** START OF Material for this exercise **

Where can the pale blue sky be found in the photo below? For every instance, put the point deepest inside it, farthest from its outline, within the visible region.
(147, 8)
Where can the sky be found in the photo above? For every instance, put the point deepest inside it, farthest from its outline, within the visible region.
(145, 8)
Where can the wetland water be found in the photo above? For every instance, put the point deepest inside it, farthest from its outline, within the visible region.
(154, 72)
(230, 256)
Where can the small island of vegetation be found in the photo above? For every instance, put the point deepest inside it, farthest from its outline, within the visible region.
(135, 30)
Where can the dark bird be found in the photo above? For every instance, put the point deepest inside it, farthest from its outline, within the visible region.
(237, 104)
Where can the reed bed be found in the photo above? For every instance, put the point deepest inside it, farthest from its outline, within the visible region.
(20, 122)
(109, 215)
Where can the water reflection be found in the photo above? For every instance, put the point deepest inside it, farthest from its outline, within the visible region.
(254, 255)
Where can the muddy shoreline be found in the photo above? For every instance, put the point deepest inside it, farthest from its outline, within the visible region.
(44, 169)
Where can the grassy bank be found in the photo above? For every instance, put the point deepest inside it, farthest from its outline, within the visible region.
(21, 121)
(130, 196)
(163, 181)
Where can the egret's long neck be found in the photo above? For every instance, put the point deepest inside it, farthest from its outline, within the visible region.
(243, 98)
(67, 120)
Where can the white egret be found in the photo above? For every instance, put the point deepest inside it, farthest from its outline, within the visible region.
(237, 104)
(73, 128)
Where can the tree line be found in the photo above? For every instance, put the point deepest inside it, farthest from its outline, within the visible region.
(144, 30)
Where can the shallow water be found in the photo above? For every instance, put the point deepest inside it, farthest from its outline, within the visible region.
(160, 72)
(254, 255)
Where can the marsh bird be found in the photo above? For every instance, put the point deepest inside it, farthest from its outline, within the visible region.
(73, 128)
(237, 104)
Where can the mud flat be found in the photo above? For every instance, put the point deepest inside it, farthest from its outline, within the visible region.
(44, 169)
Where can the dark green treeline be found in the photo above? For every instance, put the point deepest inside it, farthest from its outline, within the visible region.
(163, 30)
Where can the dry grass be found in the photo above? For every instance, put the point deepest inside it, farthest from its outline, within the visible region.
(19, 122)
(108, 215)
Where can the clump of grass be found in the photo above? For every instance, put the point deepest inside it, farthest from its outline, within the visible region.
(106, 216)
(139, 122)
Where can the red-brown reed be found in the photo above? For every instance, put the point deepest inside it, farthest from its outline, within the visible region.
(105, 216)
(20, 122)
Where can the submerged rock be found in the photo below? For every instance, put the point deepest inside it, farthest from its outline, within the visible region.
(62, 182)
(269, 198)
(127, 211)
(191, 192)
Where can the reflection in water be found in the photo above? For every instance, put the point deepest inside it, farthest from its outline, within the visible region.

** END OF Material for this exercise **

What the exercise asks: Reproduce everything from the line containing "Where can the submerged" down to the end of the records, swapping "reflection in water" for "mirrored surface" and leaving all other text untouched.

Result of this exercise:
Where can the submerged rock be found in the photo below? For every instance, put the point deepest inside it, farthest from its outline, within the visible region.
(62, 182)
(269, 198)
(127, 211)
(191, 192)
Where can the mirrored surface be found in the photo above? For every instance, put the point deepest inside it, farthest from its outline, within the visible region.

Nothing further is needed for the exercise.